▶ [Your instructions]
Extract the text of every row below, reproducing each line verbatim and omitting the pictures from your answer.

▶ [Given information]
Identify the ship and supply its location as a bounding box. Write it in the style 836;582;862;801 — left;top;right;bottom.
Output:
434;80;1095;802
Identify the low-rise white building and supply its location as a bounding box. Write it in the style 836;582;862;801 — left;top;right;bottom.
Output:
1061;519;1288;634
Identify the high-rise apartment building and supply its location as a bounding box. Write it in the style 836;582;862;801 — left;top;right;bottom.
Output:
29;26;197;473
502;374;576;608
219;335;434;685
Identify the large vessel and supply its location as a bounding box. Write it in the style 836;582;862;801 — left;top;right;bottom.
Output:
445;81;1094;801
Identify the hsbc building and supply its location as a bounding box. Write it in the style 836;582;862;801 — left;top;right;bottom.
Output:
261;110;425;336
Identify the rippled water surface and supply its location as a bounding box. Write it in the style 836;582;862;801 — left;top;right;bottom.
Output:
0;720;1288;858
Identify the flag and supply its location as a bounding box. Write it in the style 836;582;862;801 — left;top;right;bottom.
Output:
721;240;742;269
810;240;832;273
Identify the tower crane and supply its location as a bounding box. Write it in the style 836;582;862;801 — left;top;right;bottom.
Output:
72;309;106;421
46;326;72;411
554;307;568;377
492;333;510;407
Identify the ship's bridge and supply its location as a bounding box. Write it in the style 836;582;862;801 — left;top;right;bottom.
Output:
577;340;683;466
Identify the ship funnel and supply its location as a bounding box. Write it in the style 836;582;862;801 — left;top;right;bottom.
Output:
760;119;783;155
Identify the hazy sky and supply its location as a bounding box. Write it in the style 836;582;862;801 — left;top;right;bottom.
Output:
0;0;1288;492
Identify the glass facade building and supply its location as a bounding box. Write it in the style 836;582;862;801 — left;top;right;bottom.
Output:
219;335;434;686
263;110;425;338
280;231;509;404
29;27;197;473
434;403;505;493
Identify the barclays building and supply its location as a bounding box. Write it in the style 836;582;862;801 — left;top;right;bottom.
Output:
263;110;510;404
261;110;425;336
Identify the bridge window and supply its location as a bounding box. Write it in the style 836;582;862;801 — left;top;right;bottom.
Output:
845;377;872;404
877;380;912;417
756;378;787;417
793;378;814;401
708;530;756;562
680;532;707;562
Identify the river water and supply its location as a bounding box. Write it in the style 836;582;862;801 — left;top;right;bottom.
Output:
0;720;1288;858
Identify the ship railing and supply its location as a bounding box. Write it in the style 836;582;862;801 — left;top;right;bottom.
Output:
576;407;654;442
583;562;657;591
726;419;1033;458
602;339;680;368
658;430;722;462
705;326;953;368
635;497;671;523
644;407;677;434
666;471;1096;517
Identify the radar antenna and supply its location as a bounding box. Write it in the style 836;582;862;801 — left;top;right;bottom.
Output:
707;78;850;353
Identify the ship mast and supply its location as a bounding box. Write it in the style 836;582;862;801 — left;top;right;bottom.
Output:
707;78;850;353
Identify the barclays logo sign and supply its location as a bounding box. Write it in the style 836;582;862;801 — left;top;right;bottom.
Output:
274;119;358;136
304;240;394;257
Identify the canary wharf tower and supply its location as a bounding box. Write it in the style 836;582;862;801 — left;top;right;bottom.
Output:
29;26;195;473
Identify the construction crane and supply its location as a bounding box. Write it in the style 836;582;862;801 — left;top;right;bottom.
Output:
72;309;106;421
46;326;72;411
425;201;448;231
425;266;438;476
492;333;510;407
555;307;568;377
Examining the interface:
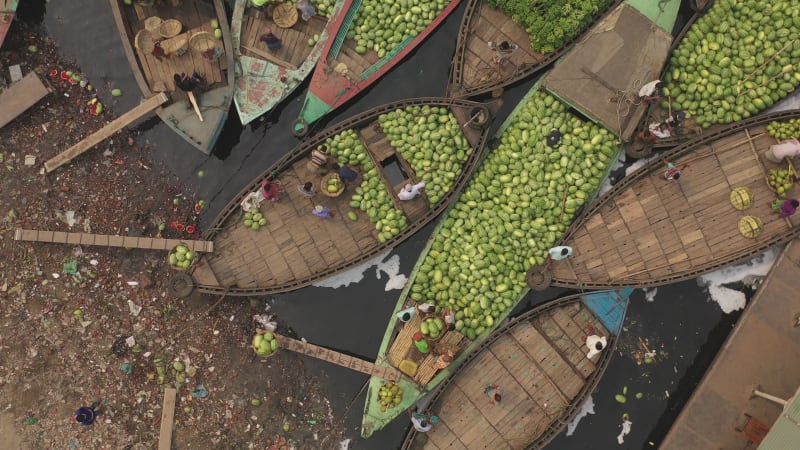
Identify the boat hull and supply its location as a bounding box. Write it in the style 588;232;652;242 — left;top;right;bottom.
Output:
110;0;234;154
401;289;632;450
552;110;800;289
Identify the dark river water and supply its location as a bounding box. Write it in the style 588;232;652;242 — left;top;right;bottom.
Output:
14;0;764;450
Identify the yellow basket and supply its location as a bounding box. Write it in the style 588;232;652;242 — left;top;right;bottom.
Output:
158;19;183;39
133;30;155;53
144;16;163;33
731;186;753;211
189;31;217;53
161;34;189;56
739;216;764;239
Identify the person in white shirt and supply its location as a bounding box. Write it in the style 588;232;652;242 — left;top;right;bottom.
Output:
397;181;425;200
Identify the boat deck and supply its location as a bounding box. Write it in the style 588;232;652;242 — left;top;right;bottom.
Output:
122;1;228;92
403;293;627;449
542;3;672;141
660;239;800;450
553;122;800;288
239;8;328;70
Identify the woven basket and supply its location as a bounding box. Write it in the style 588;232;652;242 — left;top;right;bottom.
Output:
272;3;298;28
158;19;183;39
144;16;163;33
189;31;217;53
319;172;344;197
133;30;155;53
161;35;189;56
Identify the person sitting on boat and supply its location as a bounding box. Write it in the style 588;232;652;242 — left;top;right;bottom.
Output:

▶ [Response below]
Identify the ship and supply its location as a bounding box. Write it in the style 836;582;862;801 — left;top;right;bottom.
Output:
434;80;1095;802
Identify the low-rise white building and supply its location as a bounding box. Write it in the style 836;582;862;801 — left;top;right;bottom.
Output:
1061;519;1288;634
Identify the high-rise apartment building and supply its location as a bounding box. Write it in the style 836;582;862;801 — left;top;right;bottom.
Output:
29;26;197;473
502;374;576;608
219;335;434;685
Identify the large vessel and supply its location as a bounding box. Write it in the style 836;582;862;801 — left;top;right;bottom.
Output:
445;81;1094;801
Identify the hsbc building and supply its location as a bounding box. Write it in the style 836;582;862;801 — left;top;right;bottom.
Output:
261;110;425;336
Identify the rippled water surface and supply its location as a bounding box. Write it in the style 836;582;862;801 — left;top;right;bottom.
Output:
0;720;1288;858
Identify the flag and supply its location as a bounding box. Write it in the style 836;582;862;801 — left;top;right;bottom.
Output:
721;240;742;269
810;240;832;273
Identify the tower crane and supply its location as a bounding box. Write it in the style 836;582;862;801 — left;top;right;bottom.
Output:
72;309;106;421
46;326;72;411
554;307;568;377
492;333;510;407
Identify the ship's bridge and supply its location as a bounding box. Write it in the style 836;582;862;801 — left;top;right;bottom.
Output:
577;340;683;466
Identify the ship funnel and supply its location as a bounding box. Write it in the style 836;582;862;801 — left;top;right;bottom.
Output:
760;119;783;155
Identify the hazy sky and supply its location as a bounding box. Write it in the style 836;582;862;801 — left;top;right;bottom.
Output:
0;0;1288;492
Identify the glass facade building and supply its location as a bounding box. Write it in the style 836;582;862;801 — left;top;right;bottom.
Output:
219;335;434;686
263;110;425;338
280;231;509;404
29;27;197;473
434;403;505;493
Identify the barclays building and supply its location as a bounding box. Write it in the style 836;582;862;801 — left;top;right;bottom.
Output:
263;110;510;404
261;110;425;336
Identify the bridge window and supply its location as a bounding box. Write it in the style 836;582;862;801 — left;top;right;bottom.
Output:
845;377;872;404
877;380;912;417
756;378;787;417
793;378;814;401
708;530;756;562
680;532;707;562
Identify the river water and supply its location as a bounding box. Write it in the style 836;582;862;801 — left;top;right;bottom.
Output:
0;720;1288;858
Identify the ship railing and supply its location as a bounding box. Write it in the style 836;582;862;801 — left;top;right;bottom.
Output:
576;407;654;442
583;562;657;591
726;419;1033;458
602;339;680;368
658;430;722;462
705;326;953;368
635;497;671;523
644;407;677;434
666;471;1096;517
Identify the radar antenna and supply its location as a bounding box. Write it in the style 836;582;862;801 — left;top;right;bottom.
Output:
707;78;850;353
Identify the ship mast and supply its location as a bounding box. Write it in the style 836;582;862;801 — left;top;right;bottom.
Output:
707;78;850;353
Identify the barclays logo sign and supply its location as a bounding box. Write it in the style 836;582;862;801 — left;top;right;bottom.
Output:
274;119;358;136
304;240;394;257
Identify the canary wharf tower and supply its location as a bounding box. Write it in the style 836;582;862;801 — left;top;right;bottom.
Output:
29;26;195;473
Identify the construction crane and supply its location as a bounding box. Write it in the style 836;582;862;801 — left;top;right;bottom.
Output:
72;309;106;421
46;326;72;411
425;201;448;231
425;266;438;476
492;333;510;407
555;307;568;377
Examining the interface:
Identify the boat hull and supply its location as a bounding box. Write it in the style 588;232;652;242 — left;top;right;bottom.
Output:
110;0;234;154
401;289;632;450
552;110;800;289
Identify the dark river water and supply its location as a bounding box. Write it in the style 588;232;652;242 — left;top;right;bottom.
Output:
14;0;764;450
Identify the yellow basket and supply its location as a bounding box. Write it in the style 588;232;652;242 — left;top;right;bottom.
Output:
158;19;183;39
133;30;155;53
144;16;163;33
731;186;753;211
189;31;217;53
161;34;189;56
739;216;764;239
Identify the person in white shirt and supply its location as a bounding box. Write it in the style 588;232;652;242 — left;top;right;bottom.
Output:
397;181;425;200
Identify the boat deck and supply its location as a bounding box. Write it in the style 588;232;652;242 — left;top;right;bottom.
Output:
122;1;228;92
403;293;627;449
542;3;672;141
660;239;800;450
553;122;800;288
239;8;328;70
Identify the woven basket and supply its location as a bounding box. Write it in the style 588;232;652;242 — left;top;right;bottom.
Output:
272;3;298;28
158;19;183;39
144;16;163;33
189;31;217;53
319;172;344;197
133;30;155;53
161;35;189;56
Identify the person sitting on boat and supply its location as a bounding box. Write it in the style 588;232;652;242 — left;top;right;bottom.
Output:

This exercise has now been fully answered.